Your goal:
Reproduce verbatim the stretch of the passage on NAA in Alzheimer's disease that begins with the words "Furthermore, diagnosis of" and ends with "MRI-occult tissue changes.".

Top of Exercise passage

This higher sensitivity may also be attributed to NAA physiology. Specifically, since its production is coupled to ATP synthesis [20], the energy metabolism decline that is known to occur early in the course of AD [53] may also depress the NAA concentration, indicating that functional decline precedes structural damage. Second, the reactive gliosis that accompanies atrophy [54] may mitigate the true extent of neuronal loss biasing the fBPV. Since glial cells do not contain NAA, WBNAA and WHNAA are both insensitive to this bias. Consequently, WBNAA along with other biological markers and clinical tests may present an earlier, more complete picture of the severity and evolution of the disease in any given patient.

The performance of both WBNAA and WHNAA as diagnostic markers merits further discussion. First, although the highest accuracy of either did not differ significantly, the WHNAA AUC was slightly higher, probably reflecting the combined contributions of tissue-quality and volume decline. Second, the diagnostic accuracy for either metric was commensurate with the 85% reported by most volumetric studies focusing on medial temporal structures to discriminate between normal and AD. It is actually higher than most reports comparing these structures between normal and MCI [see review in [15]]. In this regard information on WBNAA and WHNAA is desirable in conjunction with standard diagnostic imaging to exclude alternative pathologies and providing indications for neuronal damage beyond normal ageing process.

When discrimination accuracy for the 3 metrics was examined for individual diagnostic groups, the separation with WBNAA and WHNAA was significant between AD and NL, and MCI and NL groups, but not between MCI and AD subjects. However, this is expected given the comparable levels of WBNAA and WHNAA in both impaired groups.

Furthermore, diagnosis of MCI is currently based on clinical algorithms, e.g., history, mental status exams and neuropsychiatric tests [4] and is accompanied by common uncertainties related among others to the contribution of depression, anxiety and concurrent medications. Therefore, WBNAA augment the diagnostic MRI (used to exclude other pathologies) with additional level of confidence for presence of pathologic but MRI-occult tissue changes.

Bottom of Exercise passage
Top of Data listing

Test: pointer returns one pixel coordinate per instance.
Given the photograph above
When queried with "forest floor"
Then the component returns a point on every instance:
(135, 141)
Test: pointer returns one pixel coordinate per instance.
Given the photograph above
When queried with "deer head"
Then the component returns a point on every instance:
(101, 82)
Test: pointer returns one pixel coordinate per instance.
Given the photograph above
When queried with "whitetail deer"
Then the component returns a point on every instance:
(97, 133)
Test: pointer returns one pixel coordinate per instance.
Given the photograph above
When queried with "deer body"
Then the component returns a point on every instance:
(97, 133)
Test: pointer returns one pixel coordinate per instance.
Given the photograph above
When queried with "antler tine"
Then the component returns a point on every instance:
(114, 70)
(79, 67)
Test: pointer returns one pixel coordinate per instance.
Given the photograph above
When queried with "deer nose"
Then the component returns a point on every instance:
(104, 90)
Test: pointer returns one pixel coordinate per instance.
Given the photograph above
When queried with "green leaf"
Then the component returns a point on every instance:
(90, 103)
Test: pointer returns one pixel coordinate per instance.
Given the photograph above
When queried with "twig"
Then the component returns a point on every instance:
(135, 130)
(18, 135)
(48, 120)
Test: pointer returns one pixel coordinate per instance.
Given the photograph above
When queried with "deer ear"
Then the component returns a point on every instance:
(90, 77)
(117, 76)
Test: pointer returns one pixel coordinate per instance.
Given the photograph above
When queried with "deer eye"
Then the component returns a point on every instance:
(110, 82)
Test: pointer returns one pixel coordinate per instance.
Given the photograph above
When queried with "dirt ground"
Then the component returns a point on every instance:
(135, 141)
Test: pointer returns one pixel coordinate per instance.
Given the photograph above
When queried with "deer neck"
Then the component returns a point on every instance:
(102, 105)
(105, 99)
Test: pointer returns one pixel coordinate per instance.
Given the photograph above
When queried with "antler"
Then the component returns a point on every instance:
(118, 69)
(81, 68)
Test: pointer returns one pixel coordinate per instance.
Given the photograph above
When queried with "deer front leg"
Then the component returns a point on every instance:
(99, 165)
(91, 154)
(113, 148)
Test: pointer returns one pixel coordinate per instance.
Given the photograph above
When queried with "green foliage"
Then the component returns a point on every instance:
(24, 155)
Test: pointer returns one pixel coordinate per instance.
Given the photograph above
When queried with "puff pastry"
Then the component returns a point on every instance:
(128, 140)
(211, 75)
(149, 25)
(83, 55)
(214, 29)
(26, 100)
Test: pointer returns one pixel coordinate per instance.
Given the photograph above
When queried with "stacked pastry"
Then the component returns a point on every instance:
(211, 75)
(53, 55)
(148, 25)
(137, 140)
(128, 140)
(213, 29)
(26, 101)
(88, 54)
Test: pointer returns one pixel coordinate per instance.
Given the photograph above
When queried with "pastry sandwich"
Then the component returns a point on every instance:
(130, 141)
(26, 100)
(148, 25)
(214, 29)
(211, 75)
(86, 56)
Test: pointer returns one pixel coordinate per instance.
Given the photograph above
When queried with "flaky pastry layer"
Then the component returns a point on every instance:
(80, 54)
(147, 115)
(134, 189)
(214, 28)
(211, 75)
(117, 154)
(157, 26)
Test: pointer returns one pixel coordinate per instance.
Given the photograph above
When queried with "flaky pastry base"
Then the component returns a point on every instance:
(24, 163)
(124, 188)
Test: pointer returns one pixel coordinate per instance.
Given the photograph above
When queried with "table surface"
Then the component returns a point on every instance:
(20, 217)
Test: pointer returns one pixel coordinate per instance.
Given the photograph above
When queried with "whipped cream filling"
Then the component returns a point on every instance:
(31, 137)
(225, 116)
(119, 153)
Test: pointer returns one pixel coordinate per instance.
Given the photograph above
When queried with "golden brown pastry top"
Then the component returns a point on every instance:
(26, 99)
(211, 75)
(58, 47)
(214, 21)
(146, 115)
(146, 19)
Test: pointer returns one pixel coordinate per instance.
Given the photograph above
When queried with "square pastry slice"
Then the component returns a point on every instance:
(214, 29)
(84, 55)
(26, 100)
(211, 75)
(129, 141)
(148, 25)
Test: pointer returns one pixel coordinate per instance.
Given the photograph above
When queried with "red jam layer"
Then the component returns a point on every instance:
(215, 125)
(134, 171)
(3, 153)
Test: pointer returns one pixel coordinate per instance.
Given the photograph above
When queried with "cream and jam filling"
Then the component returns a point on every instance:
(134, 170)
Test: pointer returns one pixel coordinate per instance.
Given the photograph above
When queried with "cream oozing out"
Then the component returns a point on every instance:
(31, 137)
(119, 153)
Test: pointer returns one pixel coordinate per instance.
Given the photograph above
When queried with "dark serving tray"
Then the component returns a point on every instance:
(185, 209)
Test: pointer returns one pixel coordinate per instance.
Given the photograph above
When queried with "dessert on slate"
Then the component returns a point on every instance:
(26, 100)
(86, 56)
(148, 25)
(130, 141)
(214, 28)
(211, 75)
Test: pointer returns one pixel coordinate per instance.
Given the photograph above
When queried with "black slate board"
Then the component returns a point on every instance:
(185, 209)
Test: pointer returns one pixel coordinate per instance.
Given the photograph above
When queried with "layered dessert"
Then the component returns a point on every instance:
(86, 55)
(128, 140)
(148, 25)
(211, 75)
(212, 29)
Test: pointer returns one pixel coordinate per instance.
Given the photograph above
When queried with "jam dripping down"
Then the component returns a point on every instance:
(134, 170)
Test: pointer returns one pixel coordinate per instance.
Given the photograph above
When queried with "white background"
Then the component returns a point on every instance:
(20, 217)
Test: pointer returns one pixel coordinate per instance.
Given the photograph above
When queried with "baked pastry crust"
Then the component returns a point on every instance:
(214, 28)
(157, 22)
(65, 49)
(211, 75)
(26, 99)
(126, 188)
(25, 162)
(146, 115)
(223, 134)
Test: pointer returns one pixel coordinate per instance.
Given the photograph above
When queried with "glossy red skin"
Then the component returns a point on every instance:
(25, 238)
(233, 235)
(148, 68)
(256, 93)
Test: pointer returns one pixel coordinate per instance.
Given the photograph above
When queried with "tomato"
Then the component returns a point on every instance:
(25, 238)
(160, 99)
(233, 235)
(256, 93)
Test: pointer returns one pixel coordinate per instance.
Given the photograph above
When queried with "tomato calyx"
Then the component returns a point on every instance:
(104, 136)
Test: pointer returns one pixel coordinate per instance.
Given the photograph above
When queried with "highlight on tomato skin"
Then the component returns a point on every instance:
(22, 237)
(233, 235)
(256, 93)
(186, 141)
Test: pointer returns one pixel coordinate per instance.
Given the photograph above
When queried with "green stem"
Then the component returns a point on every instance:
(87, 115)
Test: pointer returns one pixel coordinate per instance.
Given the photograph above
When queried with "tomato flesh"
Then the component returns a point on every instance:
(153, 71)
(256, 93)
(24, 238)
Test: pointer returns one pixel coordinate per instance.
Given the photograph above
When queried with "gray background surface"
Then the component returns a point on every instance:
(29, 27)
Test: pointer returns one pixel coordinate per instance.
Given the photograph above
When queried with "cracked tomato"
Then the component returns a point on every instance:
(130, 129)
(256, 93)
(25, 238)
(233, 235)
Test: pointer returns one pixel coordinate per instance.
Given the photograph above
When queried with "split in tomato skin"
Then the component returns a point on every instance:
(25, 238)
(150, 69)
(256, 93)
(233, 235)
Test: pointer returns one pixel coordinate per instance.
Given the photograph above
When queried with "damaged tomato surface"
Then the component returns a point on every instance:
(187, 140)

Bottom of Data listing

Written response:
Furthermore, diagnosis of MCI is currently based on clinical algorithms, e.g., history, mental status exams and neuropsychiatric tests [4] and is accompanied by common uncertainties related among others to the contribution of depression, anxiety and concurrent medications. Therefore, WBNAA augment the diagnostic MRI (used to exclude other pathologies) with additional level of confidence for presence of pathologic but MRI-occult tissue changes.